• [The problem]: Retype the part of the probability write-up below, starting at "df = pd.read_csv('example_parameter.csv')" and ending at "data right away.".
Given passage Block Start
Calculating the Probability of some Event (E)

Probability can be used to describe the relationship between given values and the chance/probability of some event occuring. This post will outline how we describe probability of some event given a fitted distribution. We will fit a distribution to then calculate the survival function using the z-score of our limit given a fitted distribution.

from scipy import stats
import pandas as pd
import numpy as np
import altair as alt
alt.data_transformers.enable('json')
DataTransformerRegistry.enable('json')
df = pd.read_csv('example_parameter.csv')

maximum likelihood estimate

In essence we either try distributions until it fits the data the best, or we know a analytical solution for the distribution at hand and get the best fitted distribution of the data right away.

mu, std = stats.norm.fit(df)
mu, std
(5.669365294764912, 1.7405441476684247)
# x between -3 and above with .001 steps.
x_axis = np.arange(
    -3, 
    mu + 5 * std, 
    0.001
)

# Mean = mu, SD = std.
y_axis = stats.norm.pdf(
    x_axis,
    mu,
    std
)

# plot
df = pd.DataFrame()
df['x'] = x_axis
df['y'] = y_axis
alt.Chart(data=df).mark_line().encode(
    x='x:Q',
    y='y:Q'
).properties(
    title='Probability'
)

png

since we have now fitted a curve around a mu (i.e. not around 0) which is the standard way of showing a distribution. We will here demonstrate how to calculate the likelihood of being above a certain value based on the data that we have seen using the survival function.

2. probability of the survival function

is the $(1 - cdf)$ where cdf is the cumulative distribution function

# plot
x_axis = x_axis

y_axis = 1 - stats.norm.cdf(x_axis, mu, std)

df = pd.DataFrame()
df['parameter'] = x_axis
df['1 - cdf'] = y_axis
line = alt.Chart(df).mark_line().encode(
    x='parameter:Q',
    y='1 - cdf:Q'
).properties(
    title='Probability of being above limit'
)

vertical_y = np.arange(
    0, 
    2, 
    0.001
)
df = pd.DataFrame()
df['vertical_y'] = vertical_y
df['limit'] = limit

threshold = pd.DataFrame([{"threshold": limit}])
rule = alt.Chart(threshold).mark_rule(color='firebrick').encode(
    alt.X('threshold:Q', title='parameter')
)

line + rule

png

3. take the z-score of the fitted distribution

Since each distribution is centered around $mu$ we need to center our limit value against a normal distribution. This is where we calculate the z-score from the distribution.

$$ z = \frac{(value - mu)}{std} $$

which says how many standard deviations we are from its $mu$.

recall again that we want to see the probability of somethign accuring above the limit value. i.e. what is the probability that we exceed this value

# set the limit of the measure
limit = 9
z = (limit - mu) / std
z
1.9135594519085861

since we now have center our limit value around the $mu$ we need to apply the calculation for the probability given a distrubution that we assume with this calculation.
Given passage Block End
Data for analysis Block Start
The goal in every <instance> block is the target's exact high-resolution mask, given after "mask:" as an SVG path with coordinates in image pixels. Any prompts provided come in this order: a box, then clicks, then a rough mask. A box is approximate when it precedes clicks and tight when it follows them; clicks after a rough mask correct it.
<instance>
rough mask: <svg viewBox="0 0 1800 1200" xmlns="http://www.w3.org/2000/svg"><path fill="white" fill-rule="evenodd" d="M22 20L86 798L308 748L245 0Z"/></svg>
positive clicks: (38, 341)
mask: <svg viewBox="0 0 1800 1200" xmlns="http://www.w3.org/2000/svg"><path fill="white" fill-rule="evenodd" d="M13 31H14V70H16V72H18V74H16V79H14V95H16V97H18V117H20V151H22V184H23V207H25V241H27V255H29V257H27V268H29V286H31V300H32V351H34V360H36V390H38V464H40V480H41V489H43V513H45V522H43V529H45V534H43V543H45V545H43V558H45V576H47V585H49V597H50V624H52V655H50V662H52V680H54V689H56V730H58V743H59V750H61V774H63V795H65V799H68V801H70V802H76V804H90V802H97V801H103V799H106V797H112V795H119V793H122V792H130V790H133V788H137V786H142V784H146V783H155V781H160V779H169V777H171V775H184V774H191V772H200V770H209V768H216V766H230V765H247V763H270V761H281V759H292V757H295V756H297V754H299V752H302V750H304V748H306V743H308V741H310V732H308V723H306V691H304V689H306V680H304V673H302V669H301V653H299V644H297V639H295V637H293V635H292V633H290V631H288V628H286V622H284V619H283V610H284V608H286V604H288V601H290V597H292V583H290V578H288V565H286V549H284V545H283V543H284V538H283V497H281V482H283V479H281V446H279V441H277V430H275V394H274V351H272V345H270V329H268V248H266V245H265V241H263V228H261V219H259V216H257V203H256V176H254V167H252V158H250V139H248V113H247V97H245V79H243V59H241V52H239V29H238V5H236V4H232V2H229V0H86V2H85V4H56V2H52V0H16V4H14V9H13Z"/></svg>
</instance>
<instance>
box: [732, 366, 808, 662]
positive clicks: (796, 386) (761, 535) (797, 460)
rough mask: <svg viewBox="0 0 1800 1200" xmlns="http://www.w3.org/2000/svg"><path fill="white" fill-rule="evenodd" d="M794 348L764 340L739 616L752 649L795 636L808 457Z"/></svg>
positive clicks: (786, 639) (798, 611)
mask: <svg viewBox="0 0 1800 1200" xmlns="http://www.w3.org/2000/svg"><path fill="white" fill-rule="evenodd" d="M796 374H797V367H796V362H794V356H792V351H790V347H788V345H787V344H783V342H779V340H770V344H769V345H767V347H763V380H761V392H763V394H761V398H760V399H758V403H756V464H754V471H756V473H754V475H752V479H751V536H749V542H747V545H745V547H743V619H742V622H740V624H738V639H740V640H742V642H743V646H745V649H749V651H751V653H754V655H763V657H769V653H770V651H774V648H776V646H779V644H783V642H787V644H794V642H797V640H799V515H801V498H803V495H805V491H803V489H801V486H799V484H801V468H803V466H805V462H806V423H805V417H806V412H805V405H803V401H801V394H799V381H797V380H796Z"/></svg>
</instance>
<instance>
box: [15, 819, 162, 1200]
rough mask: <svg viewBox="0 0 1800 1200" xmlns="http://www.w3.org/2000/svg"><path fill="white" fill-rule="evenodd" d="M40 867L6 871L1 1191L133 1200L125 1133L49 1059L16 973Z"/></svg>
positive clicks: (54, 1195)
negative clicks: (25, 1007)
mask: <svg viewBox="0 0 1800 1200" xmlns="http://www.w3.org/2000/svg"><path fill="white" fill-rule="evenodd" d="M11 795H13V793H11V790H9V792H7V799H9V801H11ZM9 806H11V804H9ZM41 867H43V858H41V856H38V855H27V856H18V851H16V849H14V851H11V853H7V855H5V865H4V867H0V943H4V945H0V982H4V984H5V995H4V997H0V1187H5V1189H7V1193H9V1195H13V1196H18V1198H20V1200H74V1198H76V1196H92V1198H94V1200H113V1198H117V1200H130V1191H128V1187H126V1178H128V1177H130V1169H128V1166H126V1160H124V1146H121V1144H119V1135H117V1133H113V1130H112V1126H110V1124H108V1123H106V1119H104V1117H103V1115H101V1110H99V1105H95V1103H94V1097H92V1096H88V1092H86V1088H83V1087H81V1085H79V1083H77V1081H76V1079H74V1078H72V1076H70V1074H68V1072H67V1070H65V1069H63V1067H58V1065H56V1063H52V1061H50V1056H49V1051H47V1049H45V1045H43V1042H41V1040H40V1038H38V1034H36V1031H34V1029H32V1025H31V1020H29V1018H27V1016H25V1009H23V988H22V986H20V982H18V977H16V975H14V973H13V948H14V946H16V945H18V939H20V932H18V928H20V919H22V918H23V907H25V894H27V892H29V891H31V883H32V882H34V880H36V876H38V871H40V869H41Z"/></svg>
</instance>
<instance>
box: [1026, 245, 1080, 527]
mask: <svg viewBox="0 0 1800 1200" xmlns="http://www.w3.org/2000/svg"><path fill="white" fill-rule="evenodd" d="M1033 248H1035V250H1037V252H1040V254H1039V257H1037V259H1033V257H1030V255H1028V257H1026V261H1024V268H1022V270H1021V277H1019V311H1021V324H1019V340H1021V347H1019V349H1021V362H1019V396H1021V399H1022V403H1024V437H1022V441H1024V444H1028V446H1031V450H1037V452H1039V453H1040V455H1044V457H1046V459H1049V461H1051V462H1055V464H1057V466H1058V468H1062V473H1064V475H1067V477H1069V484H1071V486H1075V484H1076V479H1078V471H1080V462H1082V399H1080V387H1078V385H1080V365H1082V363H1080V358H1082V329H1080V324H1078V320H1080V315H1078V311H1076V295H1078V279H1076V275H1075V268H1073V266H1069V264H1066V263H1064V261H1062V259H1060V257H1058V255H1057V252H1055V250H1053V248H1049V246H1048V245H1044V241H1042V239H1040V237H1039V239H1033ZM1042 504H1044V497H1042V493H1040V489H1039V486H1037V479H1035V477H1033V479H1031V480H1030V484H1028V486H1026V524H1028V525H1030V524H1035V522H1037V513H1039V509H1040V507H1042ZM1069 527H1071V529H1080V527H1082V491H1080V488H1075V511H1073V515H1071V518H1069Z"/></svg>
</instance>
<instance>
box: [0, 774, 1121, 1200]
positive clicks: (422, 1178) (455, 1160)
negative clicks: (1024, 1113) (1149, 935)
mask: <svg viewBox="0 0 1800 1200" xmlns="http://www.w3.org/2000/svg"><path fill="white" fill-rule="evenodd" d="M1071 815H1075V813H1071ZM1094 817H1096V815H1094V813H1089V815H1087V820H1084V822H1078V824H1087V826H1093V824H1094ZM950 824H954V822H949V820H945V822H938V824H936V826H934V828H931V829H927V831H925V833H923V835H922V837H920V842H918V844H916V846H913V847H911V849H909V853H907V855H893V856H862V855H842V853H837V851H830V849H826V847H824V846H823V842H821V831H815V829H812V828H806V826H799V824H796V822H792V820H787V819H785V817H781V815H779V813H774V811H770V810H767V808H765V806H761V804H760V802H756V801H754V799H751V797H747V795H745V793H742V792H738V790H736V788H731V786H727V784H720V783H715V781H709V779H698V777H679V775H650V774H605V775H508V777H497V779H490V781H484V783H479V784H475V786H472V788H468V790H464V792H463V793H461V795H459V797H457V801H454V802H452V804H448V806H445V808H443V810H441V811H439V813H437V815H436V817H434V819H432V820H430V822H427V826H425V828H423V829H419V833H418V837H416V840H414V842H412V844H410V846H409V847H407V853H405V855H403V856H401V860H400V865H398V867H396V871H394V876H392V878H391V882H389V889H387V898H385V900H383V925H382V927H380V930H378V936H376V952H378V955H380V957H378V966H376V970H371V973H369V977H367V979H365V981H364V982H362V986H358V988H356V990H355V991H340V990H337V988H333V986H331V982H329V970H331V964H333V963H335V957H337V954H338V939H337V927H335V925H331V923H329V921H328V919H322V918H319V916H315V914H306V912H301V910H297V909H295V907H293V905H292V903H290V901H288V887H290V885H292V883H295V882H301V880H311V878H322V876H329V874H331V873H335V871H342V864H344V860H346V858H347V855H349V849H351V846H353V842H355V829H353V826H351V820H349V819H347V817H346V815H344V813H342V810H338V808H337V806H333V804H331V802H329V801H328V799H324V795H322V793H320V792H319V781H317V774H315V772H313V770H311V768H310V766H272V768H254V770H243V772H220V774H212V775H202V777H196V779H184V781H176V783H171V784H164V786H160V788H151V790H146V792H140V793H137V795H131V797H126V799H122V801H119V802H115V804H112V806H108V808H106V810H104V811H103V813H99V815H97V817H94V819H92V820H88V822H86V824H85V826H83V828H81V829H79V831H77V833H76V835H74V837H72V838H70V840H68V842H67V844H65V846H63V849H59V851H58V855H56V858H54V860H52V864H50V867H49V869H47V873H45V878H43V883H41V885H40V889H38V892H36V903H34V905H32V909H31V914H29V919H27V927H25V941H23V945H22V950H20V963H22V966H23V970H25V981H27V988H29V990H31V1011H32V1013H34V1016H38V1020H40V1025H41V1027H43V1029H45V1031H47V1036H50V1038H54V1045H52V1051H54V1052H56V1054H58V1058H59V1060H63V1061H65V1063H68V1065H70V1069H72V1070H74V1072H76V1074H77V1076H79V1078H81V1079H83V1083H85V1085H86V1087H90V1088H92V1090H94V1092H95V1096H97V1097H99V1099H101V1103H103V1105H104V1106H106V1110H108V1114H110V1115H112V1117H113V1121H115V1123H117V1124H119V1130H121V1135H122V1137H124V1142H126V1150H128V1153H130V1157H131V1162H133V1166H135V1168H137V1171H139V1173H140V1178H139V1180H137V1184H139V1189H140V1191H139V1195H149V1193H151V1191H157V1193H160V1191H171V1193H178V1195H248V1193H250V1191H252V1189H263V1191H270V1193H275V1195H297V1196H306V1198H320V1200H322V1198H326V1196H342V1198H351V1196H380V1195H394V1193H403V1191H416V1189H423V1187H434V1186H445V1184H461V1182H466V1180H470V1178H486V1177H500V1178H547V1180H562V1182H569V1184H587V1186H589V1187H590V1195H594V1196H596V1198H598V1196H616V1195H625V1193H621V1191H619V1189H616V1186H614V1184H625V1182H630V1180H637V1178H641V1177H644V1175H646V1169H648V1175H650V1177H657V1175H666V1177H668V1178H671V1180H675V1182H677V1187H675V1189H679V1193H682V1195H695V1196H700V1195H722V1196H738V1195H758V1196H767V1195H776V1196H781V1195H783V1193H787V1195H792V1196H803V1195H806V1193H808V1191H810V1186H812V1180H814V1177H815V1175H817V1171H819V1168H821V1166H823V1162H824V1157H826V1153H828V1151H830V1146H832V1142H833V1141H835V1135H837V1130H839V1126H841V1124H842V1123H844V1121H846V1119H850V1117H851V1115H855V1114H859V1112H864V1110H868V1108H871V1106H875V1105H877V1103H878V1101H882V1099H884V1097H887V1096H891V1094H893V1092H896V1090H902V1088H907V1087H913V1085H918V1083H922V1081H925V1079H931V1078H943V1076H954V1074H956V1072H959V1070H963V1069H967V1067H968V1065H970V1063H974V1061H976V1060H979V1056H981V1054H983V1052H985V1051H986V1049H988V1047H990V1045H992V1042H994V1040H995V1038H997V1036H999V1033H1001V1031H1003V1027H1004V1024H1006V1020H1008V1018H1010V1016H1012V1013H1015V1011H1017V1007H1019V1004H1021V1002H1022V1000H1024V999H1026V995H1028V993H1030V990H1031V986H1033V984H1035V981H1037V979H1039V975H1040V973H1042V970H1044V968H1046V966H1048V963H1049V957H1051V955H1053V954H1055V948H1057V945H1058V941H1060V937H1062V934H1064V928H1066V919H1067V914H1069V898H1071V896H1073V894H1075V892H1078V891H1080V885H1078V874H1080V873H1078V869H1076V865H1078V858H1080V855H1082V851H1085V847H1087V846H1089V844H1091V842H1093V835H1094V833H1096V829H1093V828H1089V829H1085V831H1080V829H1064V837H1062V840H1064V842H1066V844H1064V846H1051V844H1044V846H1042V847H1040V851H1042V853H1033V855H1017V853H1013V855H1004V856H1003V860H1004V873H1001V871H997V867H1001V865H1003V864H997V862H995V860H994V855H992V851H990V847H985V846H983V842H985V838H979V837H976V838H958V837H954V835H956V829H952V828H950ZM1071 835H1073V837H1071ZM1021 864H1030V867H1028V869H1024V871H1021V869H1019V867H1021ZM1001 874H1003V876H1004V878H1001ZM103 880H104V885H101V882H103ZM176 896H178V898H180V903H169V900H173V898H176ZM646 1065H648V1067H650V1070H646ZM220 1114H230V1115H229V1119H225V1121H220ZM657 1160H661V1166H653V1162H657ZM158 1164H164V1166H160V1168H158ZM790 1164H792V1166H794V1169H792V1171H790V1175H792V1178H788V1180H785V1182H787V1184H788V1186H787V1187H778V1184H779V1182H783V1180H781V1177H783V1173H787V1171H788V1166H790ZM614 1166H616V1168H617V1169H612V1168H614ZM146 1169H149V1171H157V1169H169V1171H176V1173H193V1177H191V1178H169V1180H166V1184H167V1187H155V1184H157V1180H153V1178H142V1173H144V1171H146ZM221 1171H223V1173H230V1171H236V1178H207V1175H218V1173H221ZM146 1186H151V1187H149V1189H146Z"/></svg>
Data for analysis Block End
• [Task output]:
df = pd.read_csv('example_parameter.csv')

maximum likelihood estimate

In essence we either try distributions until it fits the data the best, or we know a analytical solution for the distribution at hand and get the best fitted distribution of the data right away.